> **WORK INSTRUCTIONS**
Your output should be the line with "Expected: one point per instance of the hilltop summit, reported" plus all following lines to the end of the records, exactly as written and nothing more.

━━━ DATA TO USE ━━━

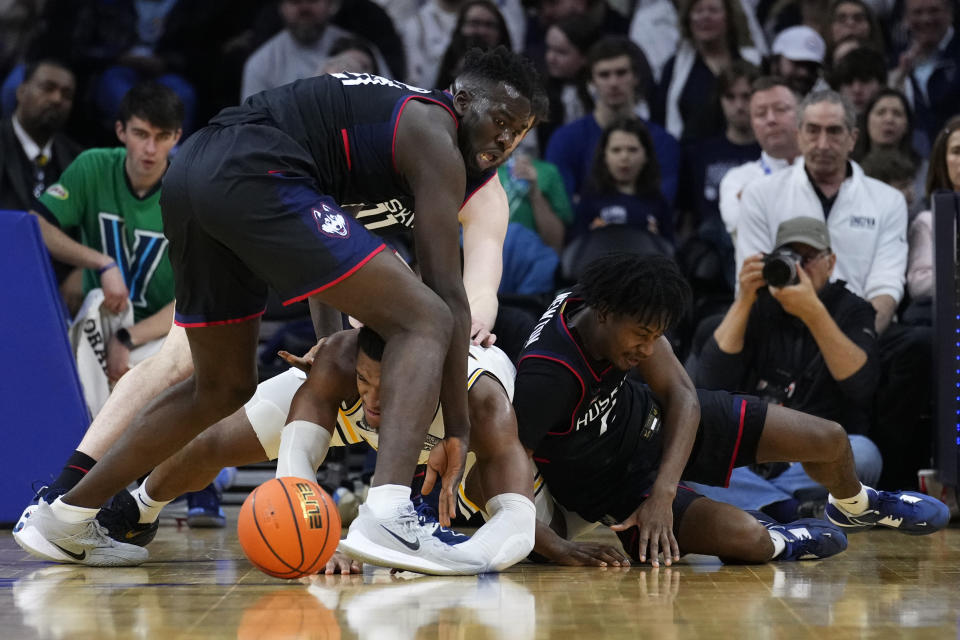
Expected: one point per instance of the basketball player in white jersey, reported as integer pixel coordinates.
(344, 385)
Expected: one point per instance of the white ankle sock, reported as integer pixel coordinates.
(68, 513)
(303, 446)
(855, 505)
(508, 536)
(149, 508)
(779, 543)
(383, 501)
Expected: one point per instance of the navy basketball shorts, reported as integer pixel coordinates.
(243, 211)
(730, 429)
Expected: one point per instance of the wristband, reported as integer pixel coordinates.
(123, 337)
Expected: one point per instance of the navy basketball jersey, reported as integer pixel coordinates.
(347, 122)
(613, 428)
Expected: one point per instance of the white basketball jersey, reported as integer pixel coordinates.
(352, 428)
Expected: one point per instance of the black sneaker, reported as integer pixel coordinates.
(121, 518)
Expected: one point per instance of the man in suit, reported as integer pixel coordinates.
(34, 151)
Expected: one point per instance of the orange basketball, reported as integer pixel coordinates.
(289, 527)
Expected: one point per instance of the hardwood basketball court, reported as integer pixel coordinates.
(199, 585)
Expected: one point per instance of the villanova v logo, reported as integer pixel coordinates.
(138, 265)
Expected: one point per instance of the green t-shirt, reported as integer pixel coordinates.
(551, 185)
(94, 195)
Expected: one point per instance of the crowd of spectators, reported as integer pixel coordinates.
(691, 128)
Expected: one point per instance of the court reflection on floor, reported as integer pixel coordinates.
(878, 587)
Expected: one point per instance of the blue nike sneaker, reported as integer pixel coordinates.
(807, 538)
(428, 518)
(203, 509)
(906, 511)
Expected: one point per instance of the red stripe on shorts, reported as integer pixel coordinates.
(736, 447)
(333, 282)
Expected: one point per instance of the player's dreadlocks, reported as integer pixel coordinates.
(650, 289)
(500, 65)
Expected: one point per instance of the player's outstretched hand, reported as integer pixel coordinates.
(589, 554)
(446, 462)
(115, 293)
(342, 563)
(480, 334)
(304, 362)
(654, 520)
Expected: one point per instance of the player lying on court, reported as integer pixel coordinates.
(342, 389)
(614, 450)
(251, 202)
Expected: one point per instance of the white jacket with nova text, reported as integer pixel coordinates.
(867, 224)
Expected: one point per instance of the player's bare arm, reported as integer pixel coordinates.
(671, 384)
(429, 159)
(484, 218)
(331, 380)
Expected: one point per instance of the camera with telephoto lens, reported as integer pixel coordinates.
(780, 267)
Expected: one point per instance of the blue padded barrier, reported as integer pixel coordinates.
(42, 412)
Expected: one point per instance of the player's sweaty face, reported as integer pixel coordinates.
(368, 385)
(496, 120)
(629, 341)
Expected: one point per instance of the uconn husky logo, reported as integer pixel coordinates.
(331, 223)
(137, 264)
(599, 412)
(358, 79)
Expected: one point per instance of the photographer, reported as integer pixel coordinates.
(867, 219)
(808, 345)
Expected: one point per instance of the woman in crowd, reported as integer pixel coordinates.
(888, 125)
(351, 54)
(624, 185)
(567, 40)
(711, 41)
(944, 175)
(853, 19)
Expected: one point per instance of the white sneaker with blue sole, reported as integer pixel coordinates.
(401, 541)
(86, 542)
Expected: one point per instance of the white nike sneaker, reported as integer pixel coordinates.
(403, 542)
(87, 542)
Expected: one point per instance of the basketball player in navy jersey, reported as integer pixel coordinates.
(614, 450)
(345, 382)
(251, 201)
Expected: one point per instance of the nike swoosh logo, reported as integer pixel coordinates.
(76, 556)
(413, 546)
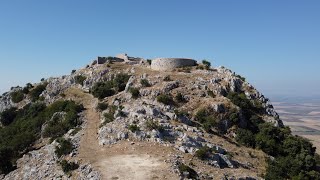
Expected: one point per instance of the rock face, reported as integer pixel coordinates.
(172, 125)
(165, 64)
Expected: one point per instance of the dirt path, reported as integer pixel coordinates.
(125, 160)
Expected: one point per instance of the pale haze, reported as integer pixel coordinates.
(274, 44)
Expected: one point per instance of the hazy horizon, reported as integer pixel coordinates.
(277, 49)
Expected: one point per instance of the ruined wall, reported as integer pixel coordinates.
(163, 64)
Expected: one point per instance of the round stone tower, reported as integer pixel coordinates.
(167, 64)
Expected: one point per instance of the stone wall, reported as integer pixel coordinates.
(102, 60)
(163, 64)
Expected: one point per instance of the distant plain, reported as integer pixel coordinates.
(302, 115)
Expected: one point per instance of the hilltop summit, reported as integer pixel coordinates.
(130, 118)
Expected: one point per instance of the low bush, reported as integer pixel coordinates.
(133, 128)
(245, 137)
(165, 99)
(167, 78)
(206, 119)
(206, 64)
(67, 167)
(58, 126)
(154, 125)
(109, 116)
(17, 96)
(109, 88)
(27, 88)
(102, 106)
(203, 153)
(80, 79)
(192, 174)
(145, 83)
(8, 116)
(211, 94)
(102, 89)
(35, 92)
(180, 98)
(25, 128)
(120, 81)
(65, 147)
(134, 92)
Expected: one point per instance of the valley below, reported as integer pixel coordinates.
(302, 115)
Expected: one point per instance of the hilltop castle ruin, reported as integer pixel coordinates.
(160, 64)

━━━

> **EXERCISE RESULT**
Expected: one point per instance of the hilltop summit, reported as integer pixel coordinates.
(130, 118)
Expected: one point per instance of the low bush, reported as integer pixel coordinates.
(133, 128)
(245, 137)
(165, 99)
(167, 78)
(206, 119)
(206, 64)
(67, 167)
(58, 126)
(154, 125)
(109, 116)
(17, 96)
(109, 88)
(27, 88)
(102, 106)
(203, 153)
(80, 79)
(192, 174)
(145, 83)
(8, 116)
(211, 94)
(102, 89)
(35, 92)
(180, 98)
(25, 128)
(120, 81)
(65, 147)
(134, 92)
Expected: one point per instance of the valley below, reported as integer pixel coordinates.
(302, 115)
Expected: one point per instance of the hilltop castle ruin, reported as integer pixel coordinates.
(160, 64)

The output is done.